= The exercise =
Transcribe each entry below exactly. Pictures do not go in the copy.
------------------------
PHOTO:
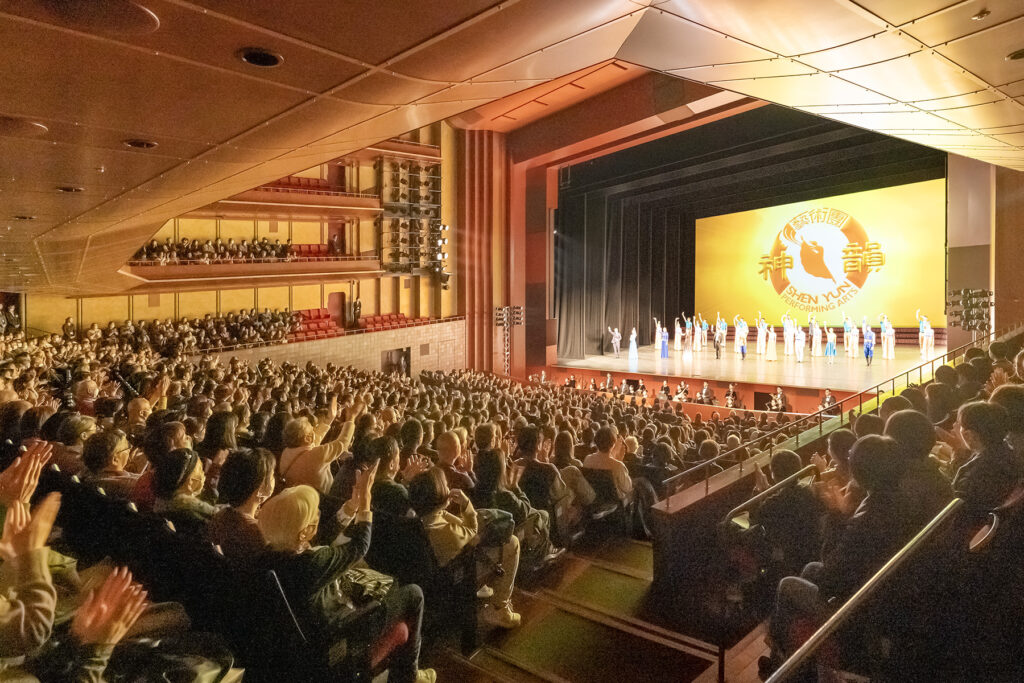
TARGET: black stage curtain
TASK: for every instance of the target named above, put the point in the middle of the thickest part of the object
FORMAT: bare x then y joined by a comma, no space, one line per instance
634,262
626,222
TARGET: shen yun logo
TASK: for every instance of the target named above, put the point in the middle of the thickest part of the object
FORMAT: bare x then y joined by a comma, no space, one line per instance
820,260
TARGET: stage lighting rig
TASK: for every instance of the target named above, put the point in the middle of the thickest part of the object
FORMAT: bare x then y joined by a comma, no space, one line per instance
507,317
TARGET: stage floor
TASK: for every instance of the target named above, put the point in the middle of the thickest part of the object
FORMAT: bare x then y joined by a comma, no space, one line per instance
844,375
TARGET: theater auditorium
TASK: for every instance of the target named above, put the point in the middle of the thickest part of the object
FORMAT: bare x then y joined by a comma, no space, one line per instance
519,341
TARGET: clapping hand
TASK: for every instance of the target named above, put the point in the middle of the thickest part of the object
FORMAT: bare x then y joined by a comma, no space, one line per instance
24,532
417,465
107,614
17,482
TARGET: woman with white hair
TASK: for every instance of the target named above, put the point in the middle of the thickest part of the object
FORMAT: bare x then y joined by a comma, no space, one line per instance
309,573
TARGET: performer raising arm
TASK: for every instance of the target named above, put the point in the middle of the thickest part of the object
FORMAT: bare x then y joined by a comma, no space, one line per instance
616,339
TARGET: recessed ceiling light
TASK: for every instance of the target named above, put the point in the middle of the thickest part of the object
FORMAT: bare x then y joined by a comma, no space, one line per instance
139,143
11,126
259,56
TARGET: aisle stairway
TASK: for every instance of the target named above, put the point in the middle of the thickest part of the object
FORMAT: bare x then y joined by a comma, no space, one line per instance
587,620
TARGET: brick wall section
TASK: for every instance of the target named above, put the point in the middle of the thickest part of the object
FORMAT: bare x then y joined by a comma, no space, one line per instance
446,348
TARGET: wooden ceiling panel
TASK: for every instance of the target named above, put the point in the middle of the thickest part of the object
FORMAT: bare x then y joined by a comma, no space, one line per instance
984,53
779,26
514,31
358,72
367,30
93,82
668,43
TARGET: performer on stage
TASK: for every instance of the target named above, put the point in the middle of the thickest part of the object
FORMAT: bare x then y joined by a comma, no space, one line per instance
815,330
868,343
731,398
616,340
926,335
847,327
826,401
787,334
762,325
741,334
691,335
830,345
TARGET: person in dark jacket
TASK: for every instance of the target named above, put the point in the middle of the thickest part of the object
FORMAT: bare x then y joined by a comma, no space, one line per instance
875,532
791,517
309,574
994,469
923,486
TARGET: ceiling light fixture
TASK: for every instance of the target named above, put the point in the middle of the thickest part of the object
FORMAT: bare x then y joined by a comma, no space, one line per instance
11,126
259,56
139,143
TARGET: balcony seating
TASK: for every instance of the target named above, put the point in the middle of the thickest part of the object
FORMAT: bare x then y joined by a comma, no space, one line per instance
389,322
295,182
316,324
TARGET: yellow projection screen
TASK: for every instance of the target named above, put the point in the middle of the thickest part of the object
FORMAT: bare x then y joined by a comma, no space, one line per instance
881,251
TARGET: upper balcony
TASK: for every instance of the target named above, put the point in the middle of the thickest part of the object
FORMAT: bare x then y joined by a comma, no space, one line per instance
300,269
294,198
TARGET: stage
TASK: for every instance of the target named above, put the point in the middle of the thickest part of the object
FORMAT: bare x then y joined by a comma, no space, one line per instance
845,375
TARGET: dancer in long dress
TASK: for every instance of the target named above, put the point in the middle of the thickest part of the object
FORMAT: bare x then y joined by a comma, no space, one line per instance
926,335
868,343
762,333
847,327
830,345
742,331
787,333
616,340
815,329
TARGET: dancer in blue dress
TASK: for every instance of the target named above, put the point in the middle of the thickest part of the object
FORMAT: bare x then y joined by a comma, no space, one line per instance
634,356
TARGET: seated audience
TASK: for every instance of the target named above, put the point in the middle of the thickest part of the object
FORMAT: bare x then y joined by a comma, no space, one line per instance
247,480
451,532
309,574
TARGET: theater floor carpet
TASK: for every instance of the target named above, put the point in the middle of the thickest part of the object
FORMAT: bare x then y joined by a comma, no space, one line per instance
845,374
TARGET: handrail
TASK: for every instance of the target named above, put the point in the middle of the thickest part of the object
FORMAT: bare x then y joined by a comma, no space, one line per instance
797,659
837,410
743,507
293,258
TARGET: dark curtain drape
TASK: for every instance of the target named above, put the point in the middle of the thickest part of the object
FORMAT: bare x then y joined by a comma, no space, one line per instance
620,263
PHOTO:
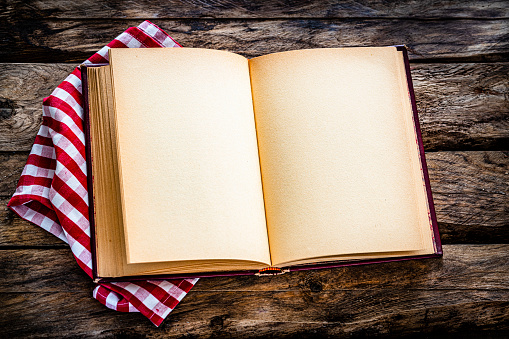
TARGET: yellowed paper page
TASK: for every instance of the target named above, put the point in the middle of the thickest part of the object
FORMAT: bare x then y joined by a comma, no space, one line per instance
337,153
190,176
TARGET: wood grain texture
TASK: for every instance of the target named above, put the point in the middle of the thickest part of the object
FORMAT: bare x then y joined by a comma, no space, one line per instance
464,106
465,291
22,89
470,191
482,267
144,9
47,40
461,106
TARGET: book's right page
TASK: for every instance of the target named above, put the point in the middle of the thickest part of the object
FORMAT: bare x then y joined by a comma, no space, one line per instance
339,159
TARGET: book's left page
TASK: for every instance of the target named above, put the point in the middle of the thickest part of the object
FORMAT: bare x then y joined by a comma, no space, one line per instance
188,159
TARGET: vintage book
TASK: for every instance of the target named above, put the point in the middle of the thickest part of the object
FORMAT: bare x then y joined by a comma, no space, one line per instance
206,163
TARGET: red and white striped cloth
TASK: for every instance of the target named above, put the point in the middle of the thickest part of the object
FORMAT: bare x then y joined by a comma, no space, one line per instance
52,190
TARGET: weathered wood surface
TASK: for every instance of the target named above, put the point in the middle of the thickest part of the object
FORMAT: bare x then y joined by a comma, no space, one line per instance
470,190
46,40
461,106
482,267
460,64
146,9
463,293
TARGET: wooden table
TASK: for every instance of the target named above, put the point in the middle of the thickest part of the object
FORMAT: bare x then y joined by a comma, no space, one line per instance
460,63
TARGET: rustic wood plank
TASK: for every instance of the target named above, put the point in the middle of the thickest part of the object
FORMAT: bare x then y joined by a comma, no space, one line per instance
22,89
470,190
465,291
482,267
367,313
74,40
461,106
257,314
144,9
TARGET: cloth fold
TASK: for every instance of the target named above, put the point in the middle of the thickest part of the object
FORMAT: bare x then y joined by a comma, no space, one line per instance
52,190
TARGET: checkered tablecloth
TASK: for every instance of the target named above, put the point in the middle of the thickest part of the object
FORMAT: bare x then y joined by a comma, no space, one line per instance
52,190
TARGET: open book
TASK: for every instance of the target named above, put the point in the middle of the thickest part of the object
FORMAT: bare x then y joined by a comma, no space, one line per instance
------------------------
= Output of the task =
PHOTO:
TARGET: black stage curtain
TASK: for every instance of the target named above, put the point in the middle of the thickest part of the object
FORMAT: bare x then y joined by a comma, no space, one line per instance
634,262
626,222
TARGET: shen yun logo
TASK: for every instance of the target named above, put the point in the middle of the thickest part of the object
FORMAT: bare x then y joined by a comma, no space, one line per instance
820,260
TARGET: stage lighting rig
TASK: for every instance of the target named above, put the point in the middle of the thickest part of the object
FORMAT: bare x then y joined by a comma, no space, one line per instance
507,317
TARGET: stage floor
TASK: for every instance of the target named above, put the point in the middle of the thickest part of the object
FORMAT: bare x then y joined by a comma, no space, one line per instance
844,375
TARGET: theater auditorium
TASK: for every instance of the target named above, put the point in the middle of the thickest part of the object
FORMAT: bare x then y joined by a comma, no space, one line per instance
519,341
TARGET: clapping hand
TASK: for every instance of the target named above, put the point in the middle of the thickest part of the object
FORMAT: bare x then y joined by a comma, no space, one line per instance
24,532
417,465
107,614
17,482
TARGET: woman with white hair
TASK: for every instance of the target named above, put the point in the middle of the thickest part of the object
FORMAT: bare x then y joined by a comma, no space, one line per instance
309,573
TARGET: performer raising arm
TASK: for every instance of the target named above, put the point in the middle of the thickest part of the object
FORMAT: bare x then y joined by a comma, no space, one line per instance
616,339
TARGET: recessed ceiling light
TASK: for every instance of the target named above, put the point in the middle of the thickest part of the object
FORMAT: bare x then y joined by a comma, no space, one line per instance
139,143
11,126
259,56
TARGET: aisle stairway
TASK: for every instance of the target named above, put the point in the middle of the thickest part of the object
FORMAT: bare x then y joined by a comma, no space, one line per instance
587,620
TARGET: brick wall section
TASK: for every instance of the target named above, put the point in the middle of the thickest part of the object
FORMAT: bare x then y joined by a comma, no space, one line per instance
446,348
TARGET: wooden ceiling panel
TASK: for every instance of the target named above, put the point in the middle of the thickest part of the object
FORMAT: bare x then y joined by a comma, no space, one line per instance
984,53
779,26
514,31
358,72
367,30
93,82
668,43
TARGET: performer on stage
TASK: for every instance of the target named above, put the point in the middle of the thickest part of the object
FORMAT: bare x then y joined by a comma, no space, one line per instance
815,330
868,343
731,398
616,340
926,335
847,327
826,401
787,334
762,325
741,334
691,335
830,345
TARGET: person in dark jacket
TASK: for every instance of the target named above, put the point in the middle of the thickest part of the object
FORMAT: bare x then y joined by a comma, no space, one line per instance
875,532
791,517
309,574
994,469
923,486
TARGET: ceiling light fixture
TASK: for every instance of the target named above, put the point in the middle of the thickest part of the object
FORMAT: bare x then y joined by a comma, no space, one line per instance
11,126
259,56
139,143
TARGET: balcony seating
TASK: for every instance of the target named above, put the point in the middle of the thickest part of the object
FORMAT: bare x then y joined by a comma, no space, one line per instance
389,322
295,182
316,324
TARGET: yellow projection screen
TASK: for every instance of the target named above, put the point in the middle of the thickest part of the object
FORMAT: bare x then y joined by a comma, no space, one line per instance
881,251
TARGET: upper balcony
TASK: for every instance of the target named above, put the point in the middle of the thickest part of the object
FORMAT: bare x then y joined by a comma, no space, one line per instance
300,269
294,198
TARGET: stage
TASK: for every instance of the target named above, put the point in the middle of the thickest part of the object
FORMAT: bare x then y joined by a comma, no space, one line per instance
845,375
TARGET: dancer in long dress
TASK: for every instance of the target named above, put the point in the middle of the thickest part of the object
FORMAT: bare x then y joined by a comma, no space, one line per instance
926,335
868,343
762,333
847,327
830,345
742,331
787,333
616,340
815,329
TARGET: dancer in blue dress
TASK: for every instance of the target named above, put the point in the middle of the thickest part of the object
FORMAT: bare x then y joined by a comma, no space, one line per instance
634,356
TARGET: seated audience
TASK: for every instance of the target named above, put the point in the middle of the thickest part of the object
FORMAT: bare x then y joined by a comma, no space, one line per instance
247,480
451,532
309,574
TARGET: theater floor carpet
TASK: for every instance of the target named above, put the point in the middle of the thickest part of the object
FORMAT: bare x then y joined by a comma, no space, one line per instance
845,374
TARGET: handrail
TASK: for every instance of the target named above, put the point in the middle of the thickest part of the object
FORMAT: bare x then y joined by a comma, no space, one line per instance
797,659
837,410
743,507
293,258
TARGET: dark curtain drape
TASK: for every instance of the target named above, put the point in the middle of the thickest part of the object
FORMAT: bare x then y joined by a comma, no space, one line per instance
620,263
PHOTO:
TARGET: yellowed paper page
TASK: for every instance of the target named above, put the point in the middle of the thickest part of the object
FORMAT: bare x then y joined by a comma, no space, one line per instance
337,153
190,176
TARGET: wood grain texture
TASK: for every instance of the target named above, put the point in the middle of the thickest part of the object
FORMAT: bare x then y joined by a comma, no space, one line per instance
464,106
465,291
22,89
470,191
482,267
144,9
47,40
461,106
TARGET: book's right page
TASK: for every instance of the target named above, put the point in the middle of the thickest part of the object
FORMAT: bare x then y joined by a comma, no space, one line per instance
339,159
TARGET: book's left page
TASK: for every instance of the target named above, put the point in the middle of the thickest part of the object
FORMAT: bare x then y joined by a comma, no space, one line per instance
188,159
TARGET: vintage book
TASK: for every instance of the target named above, put the point in the middle of the thickest part of the object
FORMAT: bare x then y joined by a comma, no space, one line per instance
206,163
TARGET: red and white striped cloth
TASK: for every instance of the target named above, put the point in the middle of the thickest part of the object
FORMAT: bare x then y joined by a comma, no space, one line per instance
52,190
TARGET: weathered wood surface
TASK: for every instance of the target named above, put the point in the middle of the thickest part of the object
FORMAT: bare x then y joined by a comma, no space, one line per instance
470,190
46,40
461,106
482,267
460,64
146,9
463,293
TARGET: wooden table
TASK: for every instance of the target named above, put the point in the middle of the thickest part of the object
FORMAT: bare x then y joined by a comma, no space, one line per instance
460,63
TARGET: rustic wood plank
TASK: for every instance of the target named above, put the point in the middle of the thickest part of the object
FORMAT: bare x then y joined by a comma, no space, one line per instance
22,89
470,190
465,291
482,267
367,313
74,40
461,106
257,314
144,9
TARGET: cloth fold
TASK: for every instance of the target named above, put the point in the middle of the thickest part of the object
FORMAT: bare x then y joined by a comma, no space, one line per instance
52,190
TARGET: checkered tablecloth
TASK: for every instance of the target named above, put the point in the middle of the thickest part of the object
FORMAT: bare x then y joined by a comma, no space, one line per instance
52,190
TARGET: open book
TASK: for every instance of the target named above, put the point in the middle of the thickest part of the object
FORMAT: bare x then y joined by a comma, no space, one line per instance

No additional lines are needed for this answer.